____ Page

The Bible says to call sin what it is (Isaiah 5: 20), to defend the oppressed (Psalm 82: 3), and to bring justice (Psalm 103: 6). Seeing both sides will prevent all of those things from happening. And you have to understand and believe that the very use of the words “sin, oppression, and justice” reveal the truth that there ARE, indeed, sides that are right and sides that are wrong - and you can’t side with both. 2 Corinthians 6: 14 says “what do righteousness and wickedness have in common? Or what fellowship can light have with darkness?” You can’t take both sides. 1 Corinthians 10: 21 says “You cannot drink the cup of the Lord and the cup of demons too.” 

2. Don’t point out what the wife should or should not have said or done

If you say “you shouldn’t have said this,” the wife hears:

  • “you have no right to defend yourself”

  • “if you hadn’t said/done that, you wouldn’t be in this situation”

  • “you are wrong, too”

  • “you and your husband are equal sinners”

________

● **What the task asks**
Could you turn the paragraph that begins "The Bible says to call sin what it is" in the passage on taking sides into a short bulleted list of its main points? Work only from the passage on taking sides above.

____ Extracted information

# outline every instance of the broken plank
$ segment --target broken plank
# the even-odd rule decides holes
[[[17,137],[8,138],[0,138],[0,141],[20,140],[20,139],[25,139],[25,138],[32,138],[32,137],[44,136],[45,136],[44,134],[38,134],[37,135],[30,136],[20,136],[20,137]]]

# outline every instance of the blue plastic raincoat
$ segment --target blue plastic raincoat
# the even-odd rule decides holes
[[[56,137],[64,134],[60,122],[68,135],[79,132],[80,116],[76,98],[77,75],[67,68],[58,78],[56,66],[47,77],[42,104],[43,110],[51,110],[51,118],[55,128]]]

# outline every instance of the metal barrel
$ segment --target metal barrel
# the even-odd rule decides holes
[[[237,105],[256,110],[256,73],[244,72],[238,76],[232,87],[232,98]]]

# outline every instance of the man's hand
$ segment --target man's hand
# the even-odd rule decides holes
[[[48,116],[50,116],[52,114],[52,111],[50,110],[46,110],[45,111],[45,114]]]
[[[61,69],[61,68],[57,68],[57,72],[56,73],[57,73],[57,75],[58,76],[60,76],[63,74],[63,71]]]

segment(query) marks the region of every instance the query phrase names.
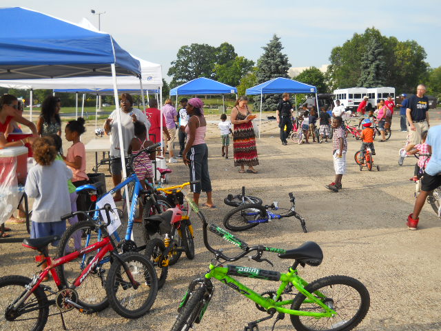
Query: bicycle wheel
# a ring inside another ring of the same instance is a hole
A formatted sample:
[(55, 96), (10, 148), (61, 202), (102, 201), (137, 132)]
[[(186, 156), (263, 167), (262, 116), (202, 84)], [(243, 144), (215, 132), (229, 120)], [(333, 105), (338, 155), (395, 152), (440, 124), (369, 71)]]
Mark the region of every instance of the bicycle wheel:
[[(181, 235), (178, 233), (178, 229), (176, 229), (174, 226), (172, 228), (172, 231), (170, 232), (170, 238), (174, 241), (176, 245), (178, 247), (182, 247), (182, 239), (181, 238)], [(170, 257), (168, 262), (169, 265), (173, 265), (176, 264), (179, 258), (182, 255), (181, 250), (174, 250), (172, 252), (172, 254)]]
[(371, 171), (372, 170), (372, 156), (370, 153), (366, 154), (366, 163), (367, 163), (367, 170)]
[(261, 205), (262, 199), (257, 197), (252, 197), (251, 195), (228, 194), (227, 197), (223, 199), (223, 202), (225, 205), (231, 205), (232, 207), (238, 207), (244, 203), (258, 203)]
[(292, 140), (294, 143), (298, 143), (298, 132), (291, 132), (291, 140)]
[(187, 259), (194, 259), (194, 241), (188, 225), (185, 222), (181, 222), (181, 234), (182, 236), (182, 245), (185, 251)]
[(17, 311), (12, 311), (10, 307), (28, 293), (26, 286), (31, 281), (30, 279), (22, 276), (0, 278), (0, 330), (40, 331), (44, 329), (49, 316), (49, 305), (48, 297), (41, 286), (18, 307)]
[(170, 264), (168, 256), (165, 256), (165, 245), (159, 238), (153, 238), (145, 247), (145, 257), (153, 265), (155, 276), (158, 279), (158, 289), (162, 288), (168, 274)]
[[(337, 312), (331, 317), (291, 315), (291, 323), (298, 331), (349, 330), (362, 321), (369, 309), (369, 293), (366, 287), (347, 276), (329, 276), (310, 283), (305, 289), (316, 292), (316, 298)], [(323, 297), (325, 296), (325, 297)], [(308, 312), (323, 312), (323, 308), (298, 293), (291, 309)]]
[(391, 137), (391, 134), (392, 134), (392, 131), (391, 129), (384, 129), (384, 136), (386, 137), (386, 140), (389, 140)]
[(263, 219), (266, 215), (267, 210), (262, 205), (247, 203), (230, 210), (223, 218), (223, 225), (232, 231), (243, 231), (258, 224), (258, 223), (249, 222), (259, 219)]
[(150, 235), (145, 228), (145, 219), (152, 215), (156, 215), (157, 214), (164, 212), (167, 209), (172, 208), (174, 207), (165, 197), (159, 195), (155, 197), (155, 198), (156, 203), (154, 204), (152, 203), (151, 199), (147, 199), (145, 204), (144, 205), (144, 210), (143, 210), (143, 231), (144, 232), (145, 243), (150, 240)]
[[(421, 179), (420, 180), (421, 181)], [(432, 206), (432, 209), (436, 214), (436, 215), (440, 217), (440, 206), (441, 206), (441, 188), (438, 187), (433, 190), (432, 194), (429, 196), (427, 199), (430, 205)]]
[(360, 161), (360, 151), (359, 150), (356, 152), (356, 154), (353, 154), (353, 159), (354, 159), (354, 160), (356, 160), (356, 163), (357, 163), (358, 166), (360, 166), (361, 164), (361, 162)]
[[(172, 328), (172, 331), (187, 331), (193, 327), (193, 323), (200, 317), (202, 308), (205, 304), (204, 295), (205, 285), (201, 285), (196, 288), (187, 301), (187, 303), (182, 308)], [(199, 321), (201, 319), (199, 319)]]
[(152, 263), (139, 253), (129, 252), (120, 257), (139, 286), (134, 288), (121, 262), (115, 261), (112, 263), (105, 283), (109, 302), (123, 317), (138, 319), (150, 310), (156, 299), (156, 274)]
[[(81, 250), (88, 245), (101, 240), (96, 226), (90, 221), (82, 221), (68, 228), (61, 237), (57, 248), (57, 258), (64, 257), (75, 250)], [(79, 255), (77, 259), (68, 263), (57, 267), (57, 272), (61, 282), (66, 286), (71, 286), (76, 278), (96, 254), (97, 251)], [(75, 290), (78, 293), (79, 303), (94, 312), (101, 312), (109, 305), (104, 283), (107, 271), (110, 268), (107, 253), (95, 268), (94, 268), (81, 285)]]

________

● **Expected answer**
- The Bible says to call sin what it is (Isaiah 5:20), defend the oppressed (Psalm 82:3), and bring justice (Psalm 103:6).
- Seeing both sides keeps all of these from happening.
- The words "sin, oppression, and justice" themselves show that some sides are right and some are wrong, and you can't side with both.
- 2 Corinthians 6:14 asks what righteousness and wickedness, or light and darkness, have in common.
- 1 Corinthians 10:21 says you cannot drink the cup of the Lord and the cup of demons too.